**Data section**.
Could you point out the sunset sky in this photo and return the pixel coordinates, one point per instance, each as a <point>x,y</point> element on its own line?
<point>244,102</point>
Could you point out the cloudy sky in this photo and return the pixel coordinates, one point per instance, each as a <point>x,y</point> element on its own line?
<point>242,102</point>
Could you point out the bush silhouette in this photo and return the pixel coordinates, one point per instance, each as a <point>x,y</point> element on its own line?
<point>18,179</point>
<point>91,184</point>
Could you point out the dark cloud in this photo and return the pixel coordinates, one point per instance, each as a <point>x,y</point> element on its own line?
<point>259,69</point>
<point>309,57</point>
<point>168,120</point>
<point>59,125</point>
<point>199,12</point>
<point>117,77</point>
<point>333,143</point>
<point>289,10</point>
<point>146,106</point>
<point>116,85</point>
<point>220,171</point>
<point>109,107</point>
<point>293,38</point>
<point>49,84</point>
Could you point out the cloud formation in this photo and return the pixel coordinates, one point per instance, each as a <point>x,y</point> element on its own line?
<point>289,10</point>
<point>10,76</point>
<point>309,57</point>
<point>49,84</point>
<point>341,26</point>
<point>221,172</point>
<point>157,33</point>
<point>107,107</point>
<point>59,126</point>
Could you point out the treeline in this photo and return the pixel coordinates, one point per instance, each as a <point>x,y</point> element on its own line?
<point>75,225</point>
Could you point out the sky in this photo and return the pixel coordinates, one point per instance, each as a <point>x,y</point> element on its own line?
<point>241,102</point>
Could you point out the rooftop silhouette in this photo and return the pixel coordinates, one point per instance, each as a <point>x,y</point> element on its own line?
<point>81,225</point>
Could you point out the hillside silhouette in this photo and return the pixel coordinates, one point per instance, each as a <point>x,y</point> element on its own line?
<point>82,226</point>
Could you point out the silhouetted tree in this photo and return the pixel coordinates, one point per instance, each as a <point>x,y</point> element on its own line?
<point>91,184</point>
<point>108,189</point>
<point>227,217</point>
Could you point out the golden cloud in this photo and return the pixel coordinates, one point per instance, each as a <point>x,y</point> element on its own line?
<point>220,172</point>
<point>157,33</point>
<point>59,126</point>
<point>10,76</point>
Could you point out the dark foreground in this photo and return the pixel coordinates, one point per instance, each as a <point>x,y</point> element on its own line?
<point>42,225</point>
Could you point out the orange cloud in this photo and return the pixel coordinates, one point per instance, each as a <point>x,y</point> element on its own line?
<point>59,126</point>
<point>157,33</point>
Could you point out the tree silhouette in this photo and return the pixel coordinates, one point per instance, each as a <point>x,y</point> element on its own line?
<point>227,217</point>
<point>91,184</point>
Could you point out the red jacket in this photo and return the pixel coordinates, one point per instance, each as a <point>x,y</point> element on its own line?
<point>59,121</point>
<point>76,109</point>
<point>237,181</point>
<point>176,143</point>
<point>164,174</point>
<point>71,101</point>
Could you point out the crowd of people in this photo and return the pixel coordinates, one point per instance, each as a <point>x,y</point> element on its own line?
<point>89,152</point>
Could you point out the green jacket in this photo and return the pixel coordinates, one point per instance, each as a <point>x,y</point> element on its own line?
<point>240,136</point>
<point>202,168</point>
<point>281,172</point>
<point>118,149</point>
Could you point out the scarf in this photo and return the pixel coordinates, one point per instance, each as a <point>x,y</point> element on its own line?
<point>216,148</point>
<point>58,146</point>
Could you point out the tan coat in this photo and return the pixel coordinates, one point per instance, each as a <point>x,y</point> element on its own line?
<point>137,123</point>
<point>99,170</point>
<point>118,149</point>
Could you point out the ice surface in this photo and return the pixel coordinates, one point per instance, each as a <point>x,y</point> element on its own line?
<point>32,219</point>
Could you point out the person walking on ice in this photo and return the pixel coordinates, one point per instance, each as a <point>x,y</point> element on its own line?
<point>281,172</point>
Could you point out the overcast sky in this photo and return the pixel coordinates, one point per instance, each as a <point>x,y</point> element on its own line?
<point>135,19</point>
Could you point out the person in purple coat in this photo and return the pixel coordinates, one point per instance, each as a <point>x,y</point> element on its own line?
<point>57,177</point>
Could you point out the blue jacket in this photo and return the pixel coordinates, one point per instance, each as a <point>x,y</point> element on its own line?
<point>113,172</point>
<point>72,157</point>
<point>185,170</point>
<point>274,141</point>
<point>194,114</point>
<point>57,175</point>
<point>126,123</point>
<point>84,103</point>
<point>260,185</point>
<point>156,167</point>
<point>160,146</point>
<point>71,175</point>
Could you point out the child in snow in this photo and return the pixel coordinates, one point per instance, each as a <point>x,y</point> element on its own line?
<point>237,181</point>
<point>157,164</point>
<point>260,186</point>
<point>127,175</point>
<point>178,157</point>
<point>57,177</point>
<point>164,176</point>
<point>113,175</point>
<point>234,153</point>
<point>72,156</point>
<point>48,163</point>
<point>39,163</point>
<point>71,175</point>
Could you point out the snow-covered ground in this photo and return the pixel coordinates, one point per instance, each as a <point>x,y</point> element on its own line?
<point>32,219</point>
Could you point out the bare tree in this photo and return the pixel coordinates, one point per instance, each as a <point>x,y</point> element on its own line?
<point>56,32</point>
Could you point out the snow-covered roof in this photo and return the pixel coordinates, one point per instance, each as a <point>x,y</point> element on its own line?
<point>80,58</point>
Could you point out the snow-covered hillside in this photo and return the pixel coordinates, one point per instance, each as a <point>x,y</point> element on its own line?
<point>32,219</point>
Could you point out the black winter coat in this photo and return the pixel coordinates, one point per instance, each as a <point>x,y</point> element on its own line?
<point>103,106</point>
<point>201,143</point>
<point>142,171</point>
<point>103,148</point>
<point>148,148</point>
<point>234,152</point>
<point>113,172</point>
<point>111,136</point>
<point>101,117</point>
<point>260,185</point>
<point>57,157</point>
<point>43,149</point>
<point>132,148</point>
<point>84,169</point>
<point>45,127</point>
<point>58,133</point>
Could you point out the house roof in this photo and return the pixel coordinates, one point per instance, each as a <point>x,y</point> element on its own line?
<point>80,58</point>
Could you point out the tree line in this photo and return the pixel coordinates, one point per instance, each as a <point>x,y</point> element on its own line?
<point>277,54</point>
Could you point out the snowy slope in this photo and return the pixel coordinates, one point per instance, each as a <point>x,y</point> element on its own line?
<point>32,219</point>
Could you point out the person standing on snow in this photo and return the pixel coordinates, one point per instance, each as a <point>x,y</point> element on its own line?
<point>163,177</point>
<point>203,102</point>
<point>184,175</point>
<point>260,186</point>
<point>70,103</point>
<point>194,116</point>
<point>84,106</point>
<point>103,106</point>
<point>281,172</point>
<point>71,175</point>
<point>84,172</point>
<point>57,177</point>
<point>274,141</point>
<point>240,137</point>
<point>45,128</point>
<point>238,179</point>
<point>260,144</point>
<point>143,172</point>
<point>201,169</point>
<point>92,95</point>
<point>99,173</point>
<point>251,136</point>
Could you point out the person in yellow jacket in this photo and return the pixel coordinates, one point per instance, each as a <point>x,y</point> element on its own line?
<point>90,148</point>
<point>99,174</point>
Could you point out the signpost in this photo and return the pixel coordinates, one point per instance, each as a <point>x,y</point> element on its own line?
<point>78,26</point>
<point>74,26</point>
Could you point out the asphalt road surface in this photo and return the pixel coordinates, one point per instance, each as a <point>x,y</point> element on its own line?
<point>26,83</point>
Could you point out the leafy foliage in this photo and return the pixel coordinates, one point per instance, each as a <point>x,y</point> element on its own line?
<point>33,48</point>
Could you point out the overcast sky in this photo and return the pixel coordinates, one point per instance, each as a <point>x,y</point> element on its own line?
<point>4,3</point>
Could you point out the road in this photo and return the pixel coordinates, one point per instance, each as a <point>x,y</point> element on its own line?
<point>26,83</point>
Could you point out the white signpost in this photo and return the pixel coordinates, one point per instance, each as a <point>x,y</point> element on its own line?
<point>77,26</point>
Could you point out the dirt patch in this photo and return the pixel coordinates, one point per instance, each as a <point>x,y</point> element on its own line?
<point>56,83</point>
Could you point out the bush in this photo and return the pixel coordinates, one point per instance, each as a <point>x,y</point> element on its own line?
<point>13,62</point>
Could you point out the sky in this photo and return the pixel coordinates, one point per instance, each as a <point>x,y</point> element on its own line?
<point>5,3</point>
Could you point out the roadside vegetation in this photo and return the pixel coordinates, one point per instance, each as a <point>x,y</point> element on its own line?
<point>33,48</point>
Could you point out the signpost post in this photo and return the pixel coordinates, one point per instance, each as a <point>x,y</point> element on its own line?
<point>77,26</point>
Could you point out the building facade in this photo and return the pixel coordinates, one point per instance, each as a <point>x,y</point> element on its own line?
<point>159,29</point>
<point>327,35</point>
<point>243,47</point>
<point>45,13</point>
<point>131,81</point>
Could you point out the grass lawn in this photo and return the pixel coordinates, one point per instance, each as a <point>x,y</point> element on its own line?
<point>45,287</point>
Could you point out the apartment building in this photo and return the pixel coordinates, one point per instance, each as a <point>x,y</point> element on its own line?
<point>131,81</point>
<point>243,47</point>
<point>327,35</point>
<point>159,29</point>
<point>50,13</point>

**Given instruction**.
Rewrite the entries from the line with "Could you point out the person in yellow" up to and including the line with "<point>56,83</point>", changing "signpost" to "road sign" wherever it occurs and leaving everything else unchanged. Return only those lines.

**Task result**.
Could you point out the person in yellow jacket in this photo and return the pixel coordinates, one point per instance, each as a <point>x,y</point> element on its own line?
<point>90,148</point>
<point>99,174</point>
Could you point out the road sign in this photo and return the pixel coordinates, one point per instance, each as a <point>x,y</point> element on its own line?
<point>78,26</point>
<point>74,26</point>
Could you point out the asphalt road surface in this photo and return the pixel coordinates, one point per instance, each as a <point>x,y</point> element on its own line?
<point>26,83</point>
Could you point out the leafy foliage in this photo and return the pixel coordinates, one point per instance, each as a <point>x,y</point> element on its own line?
<point>33,48</point>
Could you point out the overcast sky in this photo and return the pixel coordinates, one point per instance, each as a <point>x,y</point> element on its own line?
<point>4,3</point>
Could you point out the road in this photo and return the pixel coordinates, one point per instance, each as a <point>x,y</point> element on its own line?
<point>26,83</point>
Could you point out the white road sign in this photo and return the pixel coordinates, one point per instance, each as a <point>x,y</point> element on its own line?
<point>77,26</point>
Could you point out the dirt patch in this photo and return the pixel coordinates, one point per instance, each as a <point>x,y</point> element on its own line?
<point>56,83</point>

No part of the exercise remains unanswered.